L’Union Européenne, jusqu´aux confins ?

Voici que s’esquisse une Europe XXL… 

Par la voix de sa présidente, Ursula von der Leyen, la Commission européenne a recommandé officiellement l’ouverture de négociations d’adhésion avec l’Ukraine, mais également – et cela engage tout autant l’avenir de l’UE – avec la Moldavie. 

D’autant que dans le même élan, voici l’UE qui enjambe la mer Noire jusqu’en Géorgie.  En effet, l’exécutif européen a également annoncé avoir recommandé d’accorder à la Géorgie un statut de candidat officiel à l’entrée dans l’UE. Madame von der Leyen, a déclaré répondre aux « aspirations de l’écrasante majorité de ses citoyens à rejoindre l’UE » 

Pour mémoire, la Géorgie est à ce jour un pays en partie occupé par la Russie depuis 2008. Quant à la Moldavie, ce petit pays dénonce régulièrement des tentatives de déstabilisation de la part de Moscou. Enfin, dans la liste des pays qui sont loin d’être une sinécure, ajoutons la Bosnie. La Commission européenne se montrant aussi favorable à l’ouverture de négociations d’adhésion avec ce pays, qui s’il nous est plus proche au cœur des Balkans, reste toujours une poudrière politique.

• ÉNONCÉ A:
Présentez sous forme de liste JSON de chaînes, à raison d'une chaîne par ligne et sans les lignes vides, les entrées de données depuis la toute première ligne jusqu'à celle qui contient "149 164 L 149", cette dernière comprise.
Le texte et les entrées de données proviennent de sources distinctes.

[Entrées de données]
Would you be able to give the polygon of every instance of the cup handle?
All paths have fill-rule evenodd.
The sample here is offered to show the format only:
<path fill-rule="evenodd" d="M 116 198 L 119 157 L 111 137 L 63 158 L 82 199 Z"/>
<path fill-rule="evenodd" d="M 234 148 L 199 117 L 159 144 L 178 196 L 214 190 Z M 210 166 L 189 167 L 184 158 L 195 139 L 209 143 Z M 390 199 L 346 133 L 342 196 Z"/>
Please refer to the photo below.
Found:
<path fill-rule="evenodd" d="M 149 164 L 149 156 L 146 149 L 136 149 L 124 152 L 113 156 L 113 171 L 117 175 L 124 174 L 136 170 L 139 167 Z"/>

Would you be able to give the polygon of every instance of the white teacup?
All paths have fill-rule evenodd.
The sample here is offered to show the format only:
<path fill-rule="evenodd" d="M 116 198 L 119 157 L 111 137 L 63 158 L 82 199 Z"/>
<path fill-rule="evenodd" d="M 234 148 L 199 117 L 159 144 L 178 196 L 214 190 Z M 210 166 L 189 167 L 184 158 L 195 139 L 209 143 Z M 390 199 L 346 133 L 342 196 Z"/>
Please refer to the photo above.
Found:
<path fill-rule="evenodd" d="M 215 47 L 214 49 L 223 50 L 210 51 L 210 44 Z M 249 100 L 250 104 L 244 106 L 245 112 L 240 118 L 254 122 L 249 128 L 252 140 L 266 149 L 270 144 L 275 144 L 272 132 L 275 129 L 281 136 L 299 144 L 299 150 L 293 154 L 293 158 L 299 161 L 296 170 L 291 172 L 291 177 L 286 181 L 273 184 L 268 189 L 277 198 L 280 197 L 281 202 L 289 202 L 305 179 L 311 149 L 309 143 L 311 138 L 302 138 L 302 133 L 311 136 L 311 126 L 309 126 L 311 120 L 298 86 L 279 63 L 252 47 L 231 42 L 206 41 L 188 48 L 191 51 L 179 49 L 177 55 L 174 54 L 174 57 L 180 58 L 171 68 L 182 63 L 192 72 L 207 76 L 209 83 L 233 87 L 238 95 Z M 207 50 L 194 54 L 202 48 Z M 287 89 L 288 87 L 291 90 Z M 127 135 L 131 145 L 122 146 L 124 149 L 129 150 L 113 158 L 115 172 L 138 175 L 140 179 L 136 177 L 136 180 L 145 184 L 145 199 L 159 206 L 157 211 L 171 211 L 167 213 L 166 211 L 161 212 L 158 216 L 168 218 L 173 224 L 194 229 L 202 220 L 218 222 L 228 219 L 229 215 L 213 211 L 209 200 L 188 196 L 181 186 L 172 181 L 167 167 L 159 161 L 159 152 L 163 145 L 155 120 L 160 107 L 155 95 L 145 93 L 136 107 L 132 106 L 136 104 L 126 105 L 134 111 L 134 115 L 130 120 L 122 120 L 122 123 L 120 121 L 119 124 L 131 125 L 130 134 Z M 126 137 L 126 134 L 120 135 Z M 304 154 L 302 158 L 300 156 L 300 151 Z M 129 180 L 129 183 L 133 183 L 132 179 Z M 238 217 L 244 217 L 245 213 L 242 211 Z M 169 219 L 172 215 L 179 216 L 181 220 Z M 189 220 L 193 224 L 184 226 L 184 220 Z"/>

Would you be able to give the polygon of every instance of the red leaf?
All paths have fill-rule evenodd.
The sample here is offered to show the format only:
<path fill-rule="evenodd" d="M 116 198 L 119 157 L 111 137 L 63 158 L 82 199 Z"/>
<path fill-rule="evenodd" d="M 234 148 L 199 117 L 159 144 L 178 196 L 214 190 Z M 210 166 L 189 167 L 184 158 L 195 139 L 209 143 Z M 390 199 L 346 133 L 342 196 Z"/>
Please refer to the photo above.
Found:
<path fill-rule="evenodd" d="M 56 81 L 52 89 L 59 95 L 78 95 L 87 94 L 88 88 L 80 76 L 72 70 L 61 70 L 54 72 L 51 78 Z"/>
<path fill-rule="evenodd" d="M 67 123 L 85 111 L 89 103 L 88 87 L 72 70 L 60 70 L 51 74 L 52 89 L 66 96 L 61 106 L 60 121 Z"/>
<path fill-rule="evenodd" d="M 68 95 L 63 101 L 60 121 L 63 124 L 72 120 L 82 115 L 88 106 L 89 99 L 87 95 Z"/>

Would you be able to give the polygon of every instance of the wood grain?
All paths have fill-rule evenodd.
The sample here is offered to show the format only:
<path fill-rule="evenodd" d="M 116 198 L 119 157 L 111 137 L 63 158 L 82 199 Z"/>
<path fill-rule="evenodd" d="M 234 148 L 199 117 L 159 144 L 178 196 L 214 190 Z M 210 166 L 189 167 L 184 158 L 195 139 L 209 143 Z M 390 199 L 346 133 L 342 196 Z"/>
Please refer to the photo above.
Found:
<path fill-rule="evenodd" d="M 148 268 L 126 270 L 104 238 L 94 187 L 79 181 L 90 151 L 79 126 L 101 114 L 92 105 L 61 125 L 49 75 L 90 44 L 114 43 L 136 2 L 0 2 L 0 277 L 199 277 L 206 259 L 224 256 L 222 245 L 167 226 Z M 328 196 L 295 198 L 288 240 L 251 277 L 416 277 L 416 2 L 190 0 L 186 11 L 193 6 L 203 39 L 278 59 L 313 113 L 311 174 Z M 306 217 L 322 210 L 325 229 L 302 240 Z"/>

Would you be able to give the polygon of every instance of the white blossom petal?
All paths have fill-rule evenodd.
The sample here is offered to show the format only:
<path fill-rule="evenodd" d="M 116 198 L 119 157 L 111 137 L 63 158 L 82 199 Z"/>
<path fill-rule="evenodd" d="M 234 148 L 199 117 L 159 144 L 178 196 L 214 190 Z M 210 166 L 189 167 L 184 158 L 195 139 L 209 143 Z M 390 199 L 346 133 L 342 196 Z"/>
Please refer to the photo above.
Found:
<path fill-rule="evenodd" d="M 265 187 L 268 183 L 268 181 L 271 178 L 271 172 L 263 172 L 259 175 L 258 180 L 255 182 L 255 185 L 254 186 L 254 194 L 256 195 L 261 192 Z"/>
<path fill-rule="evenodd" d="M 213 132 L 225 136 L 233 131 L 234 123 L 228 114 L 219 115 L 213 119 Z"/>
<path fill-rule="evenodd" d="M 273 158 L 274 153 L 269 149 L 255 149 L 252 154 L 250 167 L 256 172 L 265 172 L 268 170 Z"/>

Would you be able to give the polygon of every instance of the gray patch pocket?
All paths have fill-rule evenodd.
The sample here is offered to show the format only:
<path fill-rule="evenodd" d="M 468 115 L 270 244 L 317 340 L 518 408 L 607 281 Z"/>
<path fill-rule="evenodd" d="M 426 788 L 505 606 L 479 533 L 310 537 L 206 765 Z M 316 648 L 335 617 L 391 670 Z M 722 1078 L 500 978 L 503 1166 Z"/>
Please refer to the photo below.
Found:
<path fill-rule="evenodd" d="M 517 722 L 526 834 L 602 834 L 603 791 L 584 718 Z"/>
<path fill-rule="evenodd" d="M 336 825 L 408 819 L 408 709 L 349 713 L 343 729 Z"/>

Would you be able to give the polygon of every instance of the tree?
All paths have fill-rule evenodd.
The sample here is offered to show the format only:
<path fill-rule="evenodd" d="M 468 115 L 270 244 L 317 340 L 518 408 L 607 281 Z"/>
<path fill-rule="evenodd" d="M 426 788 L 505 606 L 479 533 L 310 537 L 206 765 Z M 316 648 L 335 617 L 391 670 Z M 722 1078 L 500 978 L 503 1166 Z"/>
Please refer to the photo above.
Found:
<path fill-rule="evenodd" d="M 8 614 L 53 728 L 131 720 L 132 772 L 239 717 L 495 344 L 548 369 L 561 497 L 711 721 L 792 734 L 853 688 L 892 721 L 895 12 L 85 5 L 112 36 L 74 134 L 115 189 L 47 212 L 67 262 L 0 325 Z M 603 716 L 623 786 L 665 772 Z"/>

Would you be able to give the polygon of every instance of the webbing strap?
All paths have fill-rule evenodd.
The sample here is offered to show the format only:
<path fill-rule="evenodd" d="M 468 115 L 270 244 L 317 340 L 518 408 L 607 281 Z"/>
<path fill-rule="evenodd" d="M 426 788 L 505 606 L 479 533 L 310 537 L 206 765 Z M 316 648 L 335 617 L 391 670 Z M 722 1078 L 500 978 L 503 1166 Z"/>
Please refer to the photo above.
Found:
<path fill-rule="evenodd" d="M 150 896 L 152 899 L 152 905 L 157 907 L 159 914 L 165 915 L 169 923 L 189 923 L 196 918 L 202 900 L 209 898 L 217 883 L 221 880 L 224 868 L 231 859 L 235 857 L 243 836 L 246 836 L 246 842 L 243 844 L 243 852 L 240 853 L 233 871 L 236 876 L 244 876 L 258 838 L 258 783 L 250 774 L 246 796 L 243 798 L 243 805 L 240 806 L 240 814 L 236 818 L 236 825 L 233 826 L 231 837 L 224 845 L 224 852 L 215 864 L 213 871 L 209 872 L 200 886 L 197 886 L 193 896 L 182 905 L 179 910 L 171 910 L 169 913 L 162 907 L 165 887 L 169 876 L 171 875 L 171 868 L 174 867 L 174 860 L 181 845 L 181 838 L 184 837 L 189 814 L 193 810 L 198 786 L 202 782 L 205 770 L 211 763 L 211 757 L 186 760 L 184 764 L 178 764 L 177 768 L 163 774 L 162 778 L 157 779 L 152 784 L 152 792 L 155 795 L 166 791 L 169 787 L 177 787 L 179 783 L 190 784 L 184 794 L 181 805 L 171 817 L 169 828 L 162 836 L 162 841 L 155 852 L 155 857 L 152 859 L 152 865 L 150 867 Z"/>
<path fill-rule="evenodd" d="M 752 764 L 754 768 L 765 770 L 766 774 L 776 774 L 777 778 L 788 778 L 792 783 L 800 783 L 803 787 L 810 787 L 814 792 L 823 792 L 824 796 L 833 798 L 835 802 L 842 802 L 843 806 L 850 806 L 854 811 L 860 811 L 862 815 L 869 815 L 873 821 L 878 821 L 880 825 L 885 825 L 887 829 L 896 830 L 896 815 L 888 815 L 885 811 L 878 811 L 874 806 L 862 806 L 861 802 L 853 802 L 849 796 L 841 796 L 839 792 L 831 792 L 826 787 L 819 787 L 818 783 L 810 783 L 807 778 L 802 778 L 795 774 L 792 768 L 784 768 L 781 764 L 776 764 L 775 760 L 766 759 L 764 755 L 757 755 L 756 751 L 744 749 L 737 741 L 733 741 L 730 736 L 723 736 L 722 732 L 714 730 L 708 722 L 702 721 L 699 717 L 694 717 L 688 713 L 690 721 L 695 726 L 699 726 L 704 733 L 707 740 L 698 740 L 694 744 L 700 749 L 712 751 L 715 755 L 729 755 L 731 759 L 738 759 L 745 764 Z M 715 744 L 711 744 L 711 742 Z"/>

• ÉNONCÉ B:
Prolongez, s'il vous plaît, le texte sur l'élargissement de l'Union européenne à partir de sa dernière phrase.

• RÉPONSE A:
[
  "Would you be able to give the polygon of every instance of the cup handle?",
  "All paths have fill-rule evenodd.",
  "The sample here is offered to show the format only:",
  "<path fill-rule=\"evenodd\" d=\"M 116 198 L 119 157 L 111 137 L 63 158 L 82 199 Z\"/>",
  "<path fill-rule=\"evenodd\" d=\"M 234 148 L 199 117 L 159 144 L 178 196 L 214 190 Z M 210 166 L 189 167 L 184 158 L 195 139 L 209 143 Z M 390 199 L 346 133 L 342 196 Z\"/>",
  "Please refer to the photo below.",
  "Found:",
  "<path fill-rule=\"evenodd\" d=\"M 149 164 L 149 156 L 146 149 L 136 149 L 124 152 L 113 156 L 113 171 L 117 175 L 124 174 L 136 170 L 139 167 Z\"/>"
]

• RÉPONSE B:
Nous revient peut alors en tête le couplet du chanteur Renaud : « Papa, c’est quand qu’on fait quoi ? ». 

Depuis la chute du Mur, le débat sur l’élargissement de l’Europe se posait en termes de capacité d’ajouter au Marché unique européen des pays largement moins développés que le socle industriel carolingien de l’UE. On y parlait « égoïsme des pays fondateurs » versus « dette historique » avec au cœur l’espérance d’une paix continentale portée par des valeurs communes.  

Les nouveaux élargissements sont d’une autre dimension qui s’ajoute aux précédentes. Il s’agit d’assumer des relations de frontières « ad vitam æternam » avec la Russie, mais aussi d’entrer de plain-pied dans les sphères d’influence turque et iranienne. Frontalier de la Géorgie, se trouve la fragile Arménie, qu’il ne sera plus si facile d’abandonner à son sort depuis sa rupture avec le grand frère Russe.

Le projet européen peut éventuellement, bien que difficilement, être dilaté à l’extrême, assimilant des États moins prospères, qui coûtent à la caisse commune. Mais peut-il accepter des frontières qui soient en contradiction avec son seul ADN, c’est-à-dire la paix par des solidarité de fait, soit une communauté de destin sans légions ni appétence impériale ?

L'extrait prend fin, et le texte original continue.